- [SET EXERCISE]: Reproduce all of the entries below word for word, leaving out the pictures.

- [RECORD EXCERPTS]:
# # # # # # #

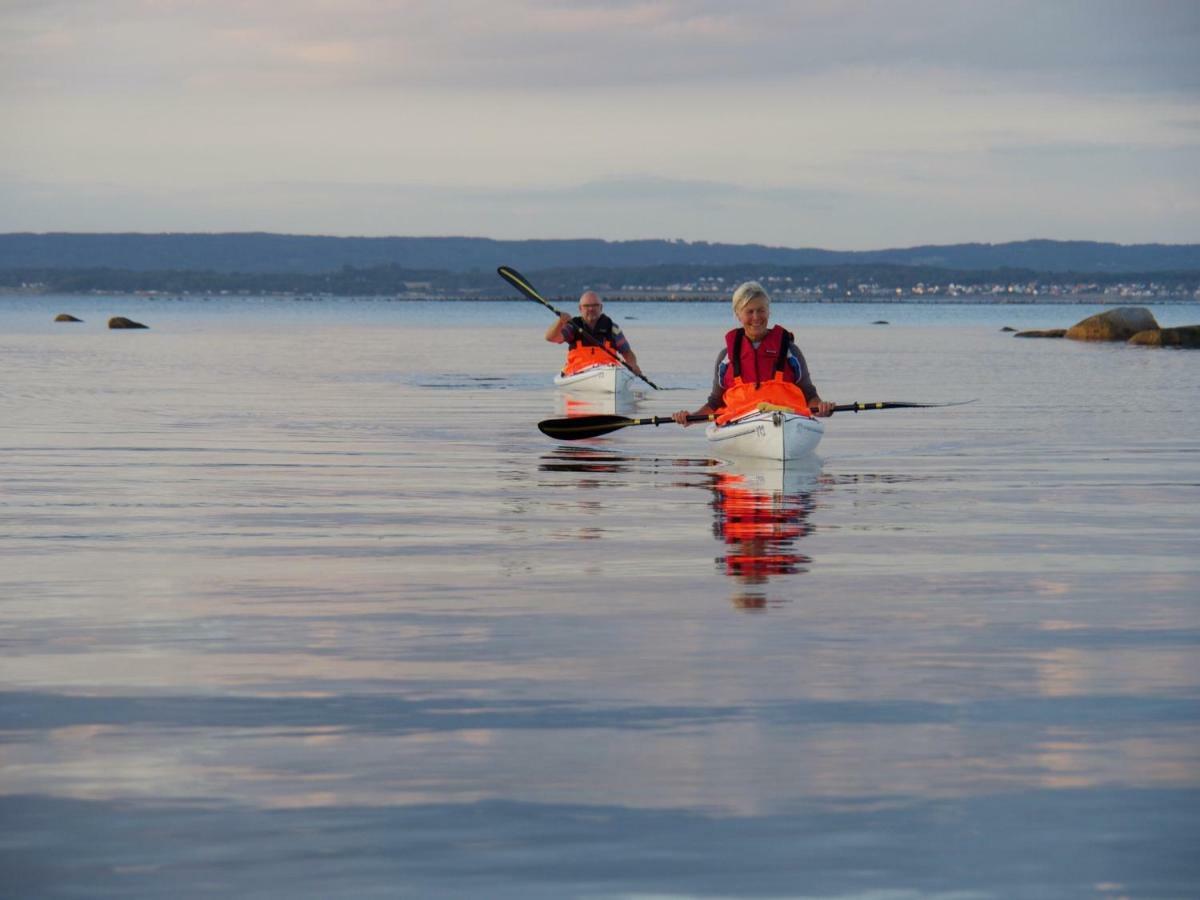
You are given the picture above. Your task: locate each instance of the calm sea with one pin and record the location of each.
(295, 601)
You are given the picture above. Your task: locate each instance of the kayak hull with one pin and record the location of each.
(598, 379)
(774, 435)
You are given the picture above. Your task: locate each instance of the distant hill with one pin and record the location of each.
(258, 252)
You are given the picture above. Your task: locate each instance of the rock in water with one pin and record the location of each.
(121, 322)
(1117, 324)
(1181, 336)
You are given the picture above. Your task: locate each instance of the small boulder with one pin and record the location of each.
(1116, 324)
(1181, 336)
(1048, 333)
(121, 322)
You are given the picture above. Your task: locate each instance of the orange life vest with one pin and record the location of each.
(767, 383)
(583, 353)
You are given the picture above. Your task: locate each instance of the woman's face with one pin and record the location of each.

# # # # # # #

- [RESULT]:
You are given the picture above. Your task: locate each instance of the calm sea with one pin and record the location of each.
(295, 601)
You are given the picture above. Your task: locate each instance of the kayak hull with one pin and record the location of each.
(598, 379)
(774, 435)
You are given the picture above. Your task: locate each instance of the distant hill with one pin and record the location of each.
(258, 252)
You are given the picture above. Your task: locate each instance of the rock in water with one pin and record the location of each.
(121, 322)
(1117, 324)
(1181, 336)
You are given the picture above. Your task: locate each instance of the small boulder with one pin and record the location of each.
(1116, 324)
(1181, 336)
(1048, 333)
(121, 322)
You are given the picture above. Your task: locate each instance of the orange life vest with one pin and record the location of each.
(767, 383)
(583, 353)
You are given the picture above. Your task: locate each instance of the woman's face with one pin and record the location of each.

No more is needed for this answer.